-------- TEXTE À LIRE --------
Dans une récente interview sur RTL, il s'en prend violemment aux institutions bruxelloises. Au sujet de la pêche, il annonce la couleur. Selon lui les commissaires européens, ne font pas la "différence entre un poisson rouge d'aquarium et un cabillaud". Alors que lui si. De Villiers, homme de la terre. Bien bien. Ce qui est ensuite amusant, c'est qu'alors qu'il vilipende les quotas bruxellois, il crache sur la Norvège qui elle n'en a pas. Logique, elle n'est pas dans l'UE. Si l'on poursuit son raisonnement, il faudrait alors que la Norvège rentre dans l'UE. Sainte horreur, affliger cette prison au peuple norvégien !
Ou alors, il faudrait faire sauter les quotas. Oui, mais là, c'est le poisson qui va gueuler. Selon lui, la solution, c'est d'établir les quotas grâce à la négociation entre les pêcheurs et les experts. Surtout quand on sait que selon les experts, les quotas sont déjà trop élevés...Pour quelqu'un qui se dit réaliste, je ne savais pas qu'il croyait qu'on pouvait marier un lapin avec un chou...Bref, comme à son habitude, de Villiers a encore tout mélangé pour mieux cracher sur l'UE avec ses arguments habituels: éloignement de Bruxellois, monde d'experts coupé de la réalité, se donnant le rôle du chevalier blanc (made in Puy du Fou).
Dans la suite de l'interview, Jean-Michel Apathie revient sur son absentéisme à Strasbourg et Bruxelles. C'est alors qu'il esquive la question en beauté:
Ph de Villiers: Moi j'ai assisté à toutes les sessions JM Apathie: Ah bon ! Ph de Villiers :... Sauf 3. J'ai assisté à 50 sessions sur 53 ; et quand je ne suis pas au Parlement européen, moi je ne suis pas en train de cachetonner ou en train de préparer la construction d'une piscine parce que vous vous rendez compte ...
C'est tellement beau, que j'ai presque envie d'applaudir. Alors qu'on le questionne sur son inactivité bruxelloise (pour en être sur, voir ici et ici et encore ici mais malgré tout, il va encore crier au complot de la presse), il esquive en balançant ses petits camarades du Parlement européen, qui se feraient construire une super piscine à nos frais (9 millions d'euros).
Infos ou Intox ?
En foullant, voici ce qui semble être la vérité. Les institutions européennes disposent d'un centre sportif, accessible pour tous les fonctionnaires de l'UE. Construit il y a 15ans, il est un des rares bâtiments à ne pas avoir été retapé depuis. Vu l'augmentation du nombre de députés et du personnel du fait de l'élargissement, il a été prévu en 2006, de le remettre à niveau. Profitant de l'occasion, on rajoute aussi un bassin aux infrastructures déjà existante. Voici ce qui est écrit dans le rapport disponible sur le net, et que vous trouverez en pièce jointe de cet article :
Ca c'était le projet de 2006.
--------
EXERCICE: Rédigez la suite du texte sur Philippe de Villiers à partir de sa dernière phrase. Ces lignes n'ont aucun rapport avec le texte sur Philippe de Villiers.
-------- ENTRÉES RÉPERTORIÉES --------
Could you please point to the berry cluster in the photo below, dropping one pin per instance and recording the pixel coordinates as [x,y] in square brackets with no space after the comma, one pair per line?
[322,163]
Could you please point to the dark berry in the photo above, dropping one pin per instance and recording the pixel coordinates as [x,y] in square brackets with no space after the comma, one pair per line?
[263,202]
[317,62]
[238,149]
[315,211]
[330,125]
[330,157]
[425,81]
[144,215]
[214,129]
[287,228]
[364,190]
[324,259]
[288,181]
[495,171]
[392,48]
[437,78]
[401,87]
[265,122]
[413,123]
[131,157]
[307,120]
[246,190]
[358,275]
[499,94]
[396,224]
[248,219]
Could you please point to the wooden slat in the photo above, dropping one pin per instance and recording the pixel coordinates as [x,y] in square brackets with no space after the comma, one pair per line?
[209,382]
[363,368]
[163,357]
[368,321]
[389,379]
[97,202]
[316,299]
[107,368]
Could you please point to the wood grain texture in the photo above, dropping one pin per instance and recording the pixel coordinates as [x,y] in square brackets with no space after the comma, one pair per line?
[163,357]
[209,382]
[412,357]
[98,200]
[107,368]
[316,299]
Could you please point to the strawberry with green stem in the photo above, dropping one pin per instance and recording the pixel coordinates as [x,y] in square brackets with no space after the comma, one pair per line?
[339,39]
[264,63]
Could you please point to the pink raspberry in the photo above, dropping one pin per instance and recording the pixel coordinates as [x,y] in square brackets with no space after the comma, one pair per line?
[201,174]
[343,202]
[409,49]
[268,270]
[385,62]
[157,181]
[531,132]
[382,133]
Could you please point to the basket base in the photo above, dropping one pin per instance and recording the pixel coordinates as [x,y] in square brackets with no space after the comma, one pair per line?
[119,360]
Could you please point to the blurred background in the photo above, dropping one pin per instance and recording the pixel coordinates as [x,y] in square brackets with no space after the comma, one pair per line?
--------
RÉPONSE:
Alors, ils sont où ses "toboggans", ses "deux bassins" (vu sur quel ton il l'annonce, l'auditeur pourrait penser à des dimensions olympiques) et ses "échelles pivotantes" ? Il semblerait que Monsieur de Villiers ait gonflé le tableau pour récolter quelques voix de mécontents.Quelle élégance dans le combat électoral.
Concernant le prix, la partie construction revient selon un document de 2009, à 5,6 millions d'euros (aussi disponible à la fin de l'article). Le reste c'est le coût de l'étude et des rénovations. Est-ce un tort de rénover une infrastructure vieillissante?
Concernant plus spécifiquement les 5,6 millions, il n'y a pas que la piscine mais l'ensemble des nouvelles créations. Et selon le blog Europe du Figaro, "la moitié du montant des bénéfices que serait amené à faire ce dernier serait reversé aux institutions européennes". Encore une fois, notre défenseur de la cause nationale a exagérer et n'a raconté qu'une partie de l'histoire. La question qui peut aussi être poser à Philippe de Villiers est là suivante: pourquoi en parler maintenant? Pourquoi pas en 2006 quand le projet a été lancé ?
De Villiers se sent donc d'attaque à lutter contre le gâchis de l'argent du contribuable. C'est très honorable de penser à nos deniers. Mais avant de balancer ses petits camarades, il serait bon aussi de lui rappeler ses faits d'armes, dans son fief, la Vendée.
Juste un dossier: le TGV Atlantique. En l'an de grâce 2000, alors que son département de Vendée était encore à l'écart du réseau à haute vitesse car encore non électrifié, le Seigneur de ces terres a eu la brillante idée de faire pousser le fleuron de l'ingénierie française par une locomotive diesel...résultat un TGV qui pointait à 140km/h...Juste pour pouvoir dire: regardez, nous avons le TGV !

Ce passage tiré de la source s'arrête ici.